深化民主反制认知战
http://www.southnews.com.tw/polit/polit_00/14/03247.htm
多年前,一位台湾知名的公知(编按:公共知识份子)来巴黎找我聊天,赞我很会带风向
,还说我总能在第一时间就作反应,我回说:“网络带风向是有时间性的,要抢着定调,
被带走就很难带回来了。”那是我人生的一个年代,一个无法复制的年代,无法复制不是
我的笔疲乏了,而是整个资讯环境演化让我的能力不再存在价值。
现在的环境是资本堆起来的,我们所订的粉专、看到的点赞数、留意到的读者回应....
,不少背后都是money堆出来的,背后都是一个大团队在工作;现在不再是讲道理的年代
、不再是以知识影响思考的年代,现在是人海战术的年代、是操弄印象的年代。我们在脸
书、推特、google、line待得愈久,所接受到的这种不言明的政治广告就愈多,视听就愈
容易被左右。
扑马所研究的认知战,指的是广告主为中共的那些认知战,但认知战在岛上不是新玩意
,党国教育与统媒洗脑都是,广告主也不限于中共,就我们现下的视听环境,更大的比例
是岛上一些政党(蓝绿白黄红)、一些派系、一些政治头人的投资。
如果您像我一样约略知道一些认知战投资规模有多大,您就会像我一样:从此换了一双
眼睛在看待网络言论的呈现。
在台湾,选举看板数目大大地决定了选举结果,我们因此要问:民意代表究竟是民意还
是金钱势力选出来的呢?这就是为什么日本及欧洲许多国家都禁止看板竞赛,统一由公部
门公平提供。
如果选举看板是台湾政治堕落化的的重要源头(高雄市民进党初选议员候选人不少是百
面看板,还多过国民党),那认知战的投资将会是更邪恶的源头,它的负面效应高达七项
:
首先,它和看板一样提高了政党维持下去的经济成本,使得政治更进一步屈服于金钱之
下。
第二,在技术上,我们停止不了它,不像看板竞赛是可以立法禁止的。

**任务要求**
请把上面这篇谈认知战的文章中从“现在的环境是资本堆起来的,我们所订的粉专、看到的点赞数、留意到的读者回应....”一直到“是岛上一些政党(蓝绿白黄红)、一些派系、一些政治头人的投资。”的全部文字逐字抄录下来。

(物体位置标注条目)

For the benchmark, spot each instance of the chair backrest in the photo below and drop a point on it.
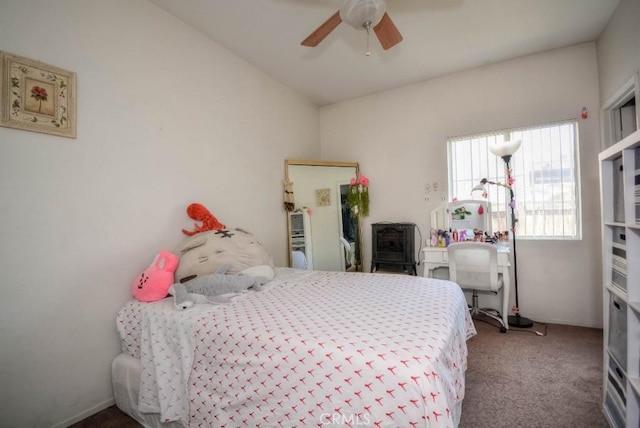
(474, 265)
(299, 260)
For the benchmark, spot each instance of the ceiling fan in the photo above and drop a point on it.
(359, 14)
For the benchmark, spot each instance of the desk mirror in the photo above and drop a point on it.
(458, 215)
(322, 235)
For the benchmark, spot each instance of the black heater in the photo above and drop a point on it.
(393, 247)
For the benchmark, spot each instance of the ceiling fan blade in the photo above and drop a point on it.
(387, 32)
(322, 31)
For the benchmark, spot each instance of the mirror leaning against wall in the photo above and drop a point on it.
(321, 233)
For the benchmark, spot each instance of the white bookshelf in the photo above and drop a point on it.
(620, 208)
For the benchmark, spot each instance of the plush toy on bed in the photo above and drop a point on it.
(219, 287)
(209, 222)
(204, 253)
(153, 284)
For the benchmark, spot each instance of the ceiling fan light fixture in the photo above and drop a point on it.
(358, 12)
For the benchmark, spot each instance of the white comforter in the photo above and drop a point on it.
(314, 349)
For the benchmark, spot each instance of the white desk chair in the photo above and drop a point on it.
(474, 266)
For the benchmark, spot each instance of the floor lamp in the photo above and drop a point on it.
(505, 151)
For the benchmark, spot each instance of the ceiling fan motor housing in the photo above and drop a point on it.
(357, 12)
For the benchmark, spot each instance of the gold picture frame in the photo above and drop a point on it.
(323, 197)
(37, 97)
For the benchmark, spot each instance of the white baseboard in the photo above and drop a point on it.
(83, 415)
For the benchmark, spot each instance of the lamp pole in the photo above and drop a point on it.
(514, 320)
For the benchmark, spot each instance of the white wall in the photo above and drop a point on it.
(619, 49)
(165, 118)
(399, 138)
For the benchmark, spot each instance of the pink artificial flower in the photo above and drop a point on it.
(363, 180)
(39, 93)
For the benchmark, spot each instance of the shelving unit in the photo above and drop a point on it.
(620, 205)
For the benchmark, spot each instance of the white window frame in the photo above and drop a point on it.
(467, 170)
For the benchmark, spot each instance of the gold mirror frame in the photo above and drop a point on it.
(321, 193)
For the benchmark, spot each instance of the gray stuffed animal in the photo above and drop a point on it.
(218, 287)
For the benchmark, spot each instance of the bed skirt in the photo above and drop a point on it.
(125, 376)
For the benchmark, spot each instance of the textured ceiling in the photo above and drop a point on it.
(440, 37)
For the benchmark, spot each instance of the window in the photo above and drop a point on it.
(546, 176)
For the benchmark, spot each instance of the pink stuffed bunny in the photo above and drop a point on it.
(153, 284)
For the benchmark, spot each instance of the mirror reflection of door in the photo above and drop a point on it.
(349, 237)
(320, 189)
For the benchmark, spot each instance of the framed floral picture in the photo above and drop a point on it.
(37, 97)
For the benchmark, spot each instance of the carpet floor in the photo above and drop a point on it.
(517, 379)
(520, 379)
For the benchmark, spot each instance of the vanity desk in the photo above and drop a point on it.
(437, 257)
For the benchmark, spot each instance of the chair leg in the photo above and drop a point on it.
(475, 311)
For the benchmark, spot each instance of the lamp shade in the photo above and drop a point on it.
(357, 12)
(506, 148)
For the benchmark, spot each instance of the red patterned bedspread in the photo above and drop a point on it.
(313, 349)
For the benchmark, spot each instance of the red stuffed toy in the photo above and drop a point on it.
(209, 221)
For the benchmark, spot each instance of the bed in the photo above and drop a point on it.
(312, 349)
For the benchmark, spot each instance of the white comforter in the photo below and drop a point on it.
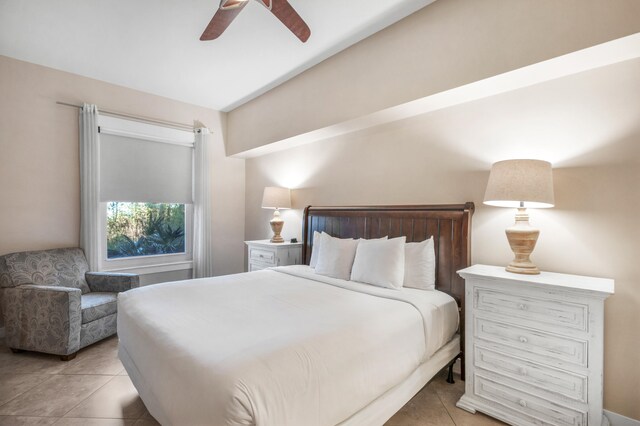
(274, 347)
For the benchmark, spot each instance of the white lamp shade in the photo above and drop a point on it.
(512, 182)
(276, 198)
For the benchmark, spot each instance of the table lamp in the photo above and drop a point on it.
(521, 184)
(276, 198)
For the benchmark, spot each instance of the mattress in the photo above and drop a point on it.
(275, 347)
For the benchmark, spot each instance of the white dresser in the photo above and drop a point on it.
(534, 346)
(264, 254)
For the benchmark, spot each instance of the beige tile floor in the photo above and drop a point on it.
(94, 390)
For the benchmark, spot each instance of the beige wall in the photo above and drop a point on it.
(587, 125)
(39, 166)
(445, 45)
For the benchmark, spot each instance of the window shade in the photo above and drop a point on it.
(139, 170)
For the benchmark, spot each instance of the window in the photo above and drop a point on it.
(144, 229)
(146, 197)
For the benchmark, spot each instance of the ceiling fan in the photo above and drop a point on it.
(282, 10)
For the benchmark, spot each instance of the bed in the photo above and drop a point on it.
(286, 346)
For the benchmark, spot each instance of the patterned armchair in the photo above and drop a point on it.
(52, 304)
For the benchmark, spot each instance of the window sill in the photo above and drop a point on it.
(154, 269)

**练习答案**
现在的环境是资本堆起来的,我们所订的粉专、看到的点赞数、留意到的读者回应....
,不少背后都是money堆出来的,背后都是一个大团队在工作;现在不再是讲道理的年代
、不再是以知识影响思考的年代,现在是人海战术的年代、是操弄印象的年代。我们在脸
书、推特、google、line待得愈久,所接受到的这种不言明的政治广告就愈多,视听就愈
容易被左右。
扑马所研究的认知战,指的是广告主为中共的那些认知战,但认知战在岛上不是新玩意
,党国教育与统媒洗脑都是,广告主也不限于中共,就我们现下的视听环境,更大的比例
是岛上一些政党(蓝绿白黄红)、一些派系、一些政治头人的投资。